Your task ->
Go to the line containing "Ground bearded man" in the records below and retype from there through the final line, exactly.

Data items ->
┌──

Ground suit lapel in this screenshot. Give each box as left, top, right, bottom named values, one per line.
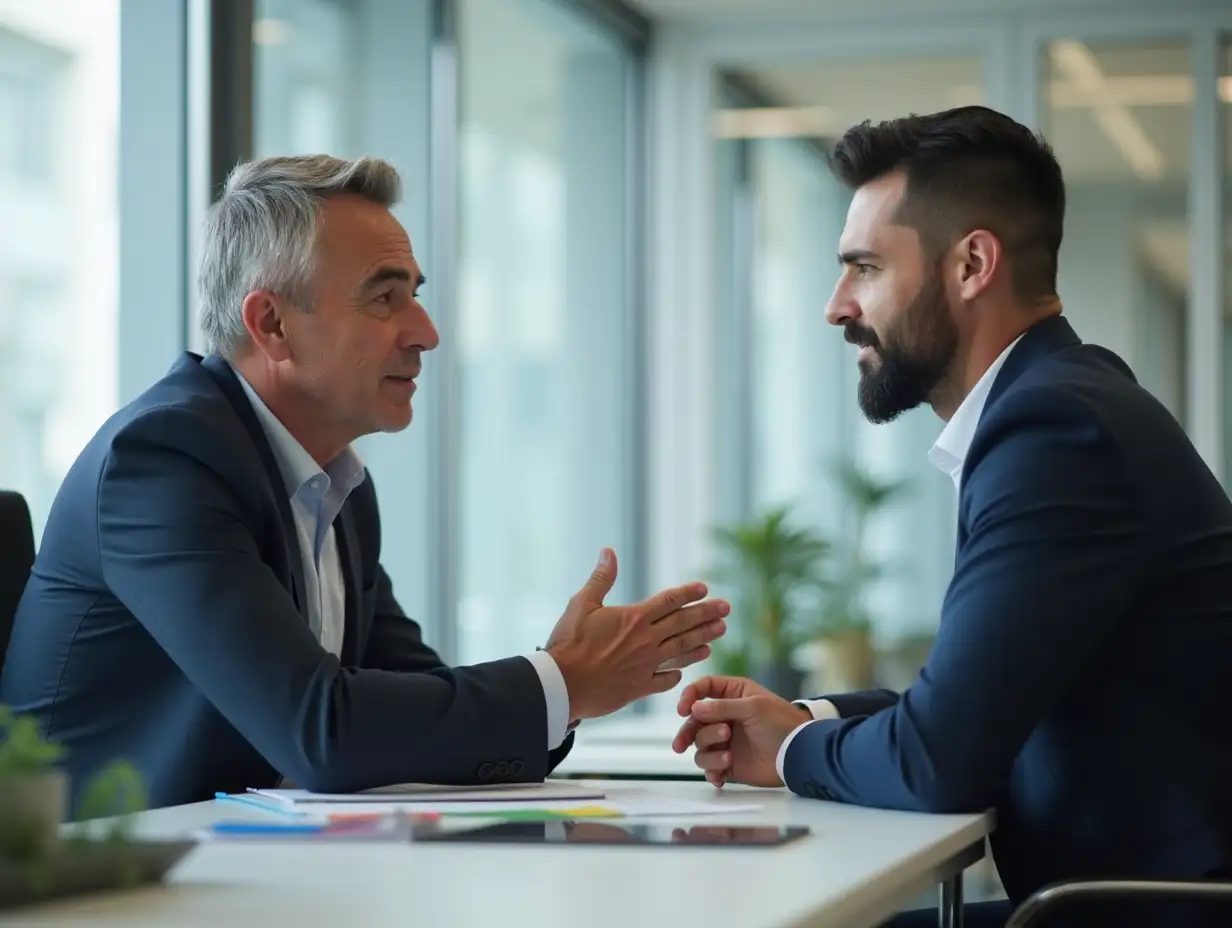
left=953, top=314, right=1081, bottom=568
left=334, top=506, right=364, bottom=665
left=200, top=354, right=309, bottom=617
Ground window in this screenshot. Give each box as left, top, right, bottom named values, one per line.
left=0, top=31, right=58, bottom=184
left=250, top=0, right=439, bottom=635
left=454, top=0, right=638, bottom=662
left=253, top=0, right=354, bottom=158
left=0, top=4, right=119, bottom=539
left=713, top=54, right=983, bottom=672
left=1041, top=39, right=1193, bottom=422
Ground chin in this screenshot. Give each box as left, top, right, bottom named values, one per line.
left=378, top=407, right=414, bottom=433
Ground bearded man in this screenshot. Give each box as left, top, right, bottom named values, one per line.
left=672, top=106, right=1232, bottom=928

└──

Reply to the task ->
Ground bearded man in this screenshot. Give each box as left, top, right, bottom named values, one per line.
left=672, top=106, right=1232, bottom=928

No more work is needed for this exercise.